> _WHAT TO DO_
Pick out and copy every line of the items below that contains the string "tail". Matching is case-sensitive.
+ + + + +
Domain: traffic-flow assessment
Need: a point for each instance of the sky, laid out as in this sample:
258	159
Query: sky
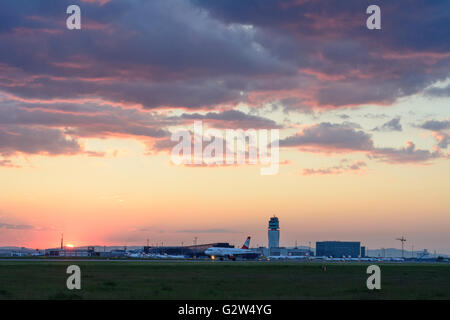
86	119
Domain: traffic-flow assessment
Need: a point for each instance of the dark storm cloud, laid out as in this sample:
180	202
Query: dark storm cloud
330	39
334	138
200	54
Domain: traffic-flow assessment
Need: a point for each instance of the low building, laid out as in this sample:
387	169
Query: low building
191	251
338	249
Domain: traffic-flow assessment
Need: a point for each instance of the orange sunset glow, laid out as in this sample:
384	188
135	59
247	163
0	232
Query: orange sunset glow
88	117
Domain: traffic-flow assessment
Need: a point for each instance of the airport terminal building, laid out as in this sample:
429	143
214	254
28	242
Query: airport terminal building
339	249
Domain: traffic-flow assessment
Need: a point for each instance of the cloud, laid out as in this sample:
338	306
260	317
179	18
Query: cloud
15	226
392	125
330	137
233	119
206	54
343	167
326	137
408	154
36	141
441	131
436	125
214	230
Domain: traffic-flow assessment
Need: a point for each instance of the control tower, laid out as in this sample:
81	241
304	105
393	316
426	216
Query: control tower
274	233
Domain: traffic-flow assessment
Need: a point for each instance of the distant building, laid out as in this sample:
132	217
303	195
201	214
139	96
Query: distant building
363	252
274	233
191	251
338	249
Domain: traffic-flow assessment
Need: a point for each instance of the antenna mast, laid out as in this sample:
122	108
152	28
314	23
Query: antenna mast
403	240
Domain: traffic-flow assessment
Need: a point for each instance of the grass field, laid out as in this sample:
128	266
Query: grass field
220	280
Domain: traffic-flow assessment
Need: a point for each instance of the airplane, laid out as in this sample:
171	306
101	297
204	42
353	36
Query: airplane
230	253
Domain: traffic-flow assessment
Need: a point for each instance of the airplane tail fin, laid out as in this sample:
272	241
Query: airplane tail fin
246	243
+ + + + +
> _CORRECT RESPONSE_
Need: a point for each instance of the airplane tail fin, laid out as in this sample:
Query: airplane tail fin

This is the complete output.